[Records from a data source]
######

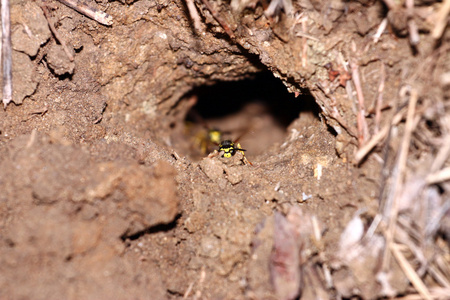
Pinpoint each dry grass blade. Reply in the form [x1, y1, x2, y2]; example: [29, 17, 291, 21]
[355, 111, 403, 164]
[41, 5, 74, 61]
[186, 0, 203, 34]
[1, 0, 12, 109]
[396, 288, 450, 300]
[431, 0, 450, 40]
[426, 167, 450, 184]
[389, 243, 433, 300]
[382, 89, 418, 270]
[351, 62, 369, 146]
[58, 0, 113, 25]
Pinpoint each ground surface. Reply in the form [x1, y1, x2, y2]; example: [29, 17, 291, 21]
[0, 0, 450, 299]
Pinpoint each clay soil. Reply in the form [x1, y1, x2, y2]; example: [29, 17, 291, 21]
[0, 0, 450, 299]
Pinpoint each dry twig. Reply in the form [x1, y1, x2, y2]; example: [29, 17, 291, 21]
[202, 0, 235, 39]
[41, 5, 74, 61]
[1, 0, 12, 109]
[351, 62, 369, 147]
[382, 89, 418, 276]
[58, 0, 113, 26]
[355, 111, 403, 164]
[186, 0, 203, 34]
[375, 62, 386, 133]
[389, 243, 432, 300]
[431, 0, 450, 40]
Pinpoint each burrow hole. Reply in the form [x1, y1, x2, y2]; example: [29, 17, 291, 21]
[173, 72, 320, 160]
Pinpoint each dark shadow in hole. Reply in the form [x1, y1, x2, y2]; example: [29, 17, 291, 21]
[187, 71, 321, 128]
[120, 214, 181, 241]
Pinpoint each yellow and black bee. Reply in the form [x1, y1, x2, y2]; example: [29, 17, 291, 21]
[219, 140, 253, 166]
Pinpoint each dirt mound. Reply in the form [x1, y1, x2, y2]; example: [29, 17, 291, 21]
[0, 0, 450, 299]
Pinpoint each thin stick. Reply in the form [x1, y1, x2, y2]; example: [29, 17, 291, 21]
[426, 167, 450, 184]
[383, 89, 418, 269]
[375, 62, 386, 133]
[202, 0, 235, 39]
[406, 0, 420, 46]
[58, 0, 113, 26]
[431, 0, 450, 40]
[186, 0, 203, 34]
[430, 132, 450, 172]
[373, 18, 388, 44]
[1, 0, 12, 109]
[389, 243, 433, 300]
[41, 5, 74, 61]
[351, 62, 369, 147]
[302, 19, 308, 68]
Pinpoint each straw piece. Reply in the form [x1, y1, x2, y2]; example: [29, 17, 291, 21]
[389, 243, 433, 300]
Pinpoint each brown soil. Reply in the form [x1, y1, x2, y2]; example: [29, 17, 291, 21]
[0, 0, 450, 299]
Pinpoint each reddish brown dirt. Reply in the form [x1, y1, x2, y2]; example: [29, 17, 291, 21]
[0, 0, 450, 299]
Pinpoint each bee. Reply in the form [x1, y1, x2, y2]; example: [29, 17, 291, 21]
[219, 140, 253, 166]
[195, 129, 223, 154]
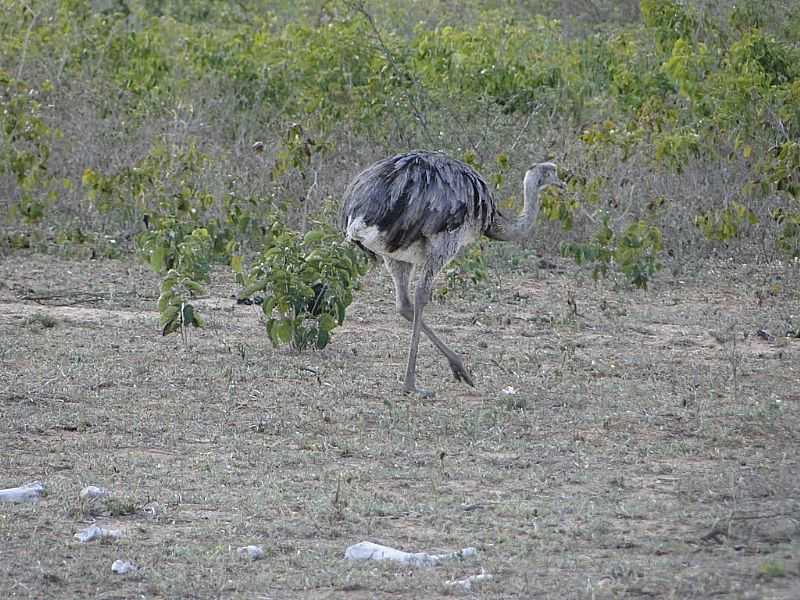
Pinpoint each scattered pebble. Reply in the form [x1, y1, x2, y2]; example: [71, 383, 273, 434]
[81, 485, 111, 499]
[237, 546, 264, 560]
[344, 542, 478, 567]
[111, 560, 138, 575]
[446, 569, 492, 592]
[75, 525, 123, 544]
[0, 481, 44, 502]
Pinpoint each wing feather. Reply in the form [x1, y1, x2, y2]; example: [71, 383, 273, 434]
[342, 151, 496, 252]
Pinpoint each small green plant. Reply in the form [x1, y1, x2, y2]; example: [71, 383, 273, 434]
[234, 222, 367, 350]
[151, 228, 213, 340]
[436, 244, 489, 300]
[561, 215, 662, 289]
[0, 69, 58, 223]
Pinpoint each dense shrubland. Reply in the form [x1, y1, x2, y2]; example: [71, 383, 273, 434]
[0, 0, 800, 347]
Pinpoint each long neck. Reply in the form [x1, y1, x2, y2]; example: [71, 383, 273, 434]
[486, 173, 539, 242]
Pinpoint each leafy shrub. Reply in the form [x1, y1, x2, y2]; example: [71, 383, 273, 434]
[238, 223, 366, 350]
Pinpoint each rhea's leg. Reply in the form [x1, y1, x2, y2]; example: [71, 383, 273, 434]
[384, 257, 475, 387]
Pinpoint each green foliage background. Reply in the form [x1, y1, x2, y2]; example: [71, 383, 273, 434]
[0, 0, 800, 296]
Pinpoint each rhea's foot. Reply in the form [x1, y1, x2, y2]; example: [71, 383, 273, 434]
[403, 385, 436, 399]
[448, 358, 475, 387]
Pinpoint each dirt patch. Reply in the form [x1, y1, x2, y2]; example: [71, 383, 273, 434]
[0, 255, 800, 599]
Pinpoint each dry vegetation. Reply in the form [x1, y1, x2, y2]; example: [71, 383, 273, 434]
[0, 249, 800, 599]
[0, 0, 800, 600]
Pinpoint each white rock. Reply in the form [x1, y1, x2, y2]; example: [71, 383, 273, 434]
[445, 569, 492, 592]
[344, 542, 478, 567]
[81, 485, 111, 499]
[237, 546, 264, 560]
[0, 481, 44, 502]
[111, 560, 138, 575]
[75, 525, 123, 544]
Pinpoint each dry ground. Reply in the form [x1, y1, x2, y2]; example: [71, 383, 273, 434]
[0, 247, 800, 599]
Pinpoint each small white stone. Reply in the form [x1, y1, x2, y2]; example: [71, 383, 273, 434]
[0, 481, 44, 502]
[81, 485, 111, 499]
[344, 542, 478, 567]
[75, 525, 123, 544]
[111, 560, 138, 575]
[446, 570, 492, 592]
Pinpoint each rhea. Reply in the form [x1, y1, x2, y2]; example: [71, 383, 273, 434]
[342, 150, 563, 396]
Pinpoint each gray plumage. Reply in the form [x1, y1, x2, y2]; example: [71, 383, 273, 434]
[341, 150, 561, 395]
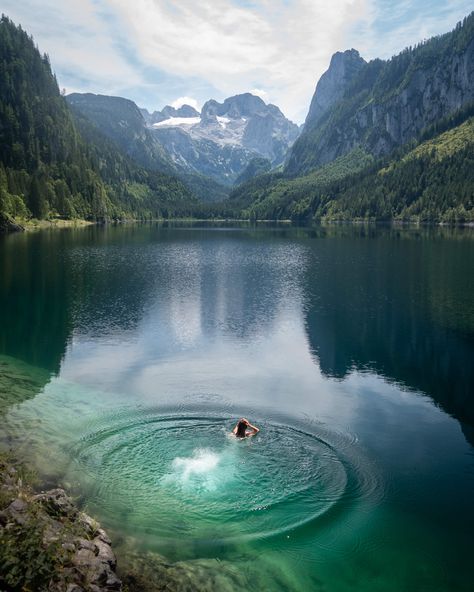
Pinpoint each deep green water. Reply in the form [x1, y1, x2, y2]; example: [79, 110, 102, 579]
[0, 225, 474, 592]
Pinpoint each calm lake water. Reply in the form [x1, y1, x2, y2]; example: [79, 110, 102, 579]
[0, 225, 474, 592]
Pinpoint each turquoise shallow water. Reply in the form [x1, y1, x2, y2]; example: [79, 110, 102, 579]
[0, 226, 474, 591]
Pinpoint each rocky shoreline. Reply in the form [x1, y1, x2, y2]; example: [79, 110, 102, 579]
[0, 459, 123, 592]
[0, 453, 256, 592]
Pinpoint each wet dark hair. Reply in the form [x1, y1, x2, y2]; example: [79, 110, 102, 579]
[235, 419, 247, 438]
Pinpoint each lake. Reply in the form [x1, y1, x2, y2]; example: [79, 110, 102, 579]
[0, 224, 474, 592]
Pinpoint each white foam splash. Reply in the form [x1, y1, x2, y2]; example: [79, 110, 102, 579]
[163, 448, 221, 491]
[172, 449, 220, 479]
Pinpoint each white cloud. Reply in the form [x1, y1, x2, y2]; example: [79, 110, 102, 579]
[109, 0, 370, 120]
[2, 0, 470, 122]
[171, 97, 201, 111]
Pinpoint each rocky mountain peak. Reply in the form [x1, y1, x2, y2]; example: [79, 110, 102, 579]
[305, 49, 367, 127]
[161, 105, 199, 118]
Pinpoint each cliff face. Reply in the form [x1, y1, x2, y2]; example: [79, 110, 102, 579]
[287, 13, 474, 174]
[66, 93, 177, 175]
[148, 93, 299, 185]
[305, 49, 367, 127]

######

## [Work required]
Copy the lines of the listing word for word, from the line with "Pinpoint each calm" up to and including the line with "[0, 224, 474, 592]".

## [Written response]
Pinpoint each calm lake water. Reply in the form [x1, y1, x2, y2]; example: [79, 110, 102, 579]
[0, 225, 474, 592]
Pinpoint each turquoise shallow water. Reply in the form [x1, y1, x2, y2]; example: [79, 110, 102, 579]
[0, 226, 474, 591]
Pinpoint each rocky shoreline. Reply in the form [x1, y1, x2, y2]; example: [79, 110, 102, 579]
[0, 459, 123, 592]
[0, 453, 256, 592]
Pinpoint each wet dark hair. Reply in the form [x1, y1, x2, y2]; example: [79, 110, 102, 579]
[235, 419, 247, 438]
Pinpoint each lake. Reply in the form [x1, y1, x2, y2]; example: [79, 110, 102, 579]
[0, 224, 474, 592]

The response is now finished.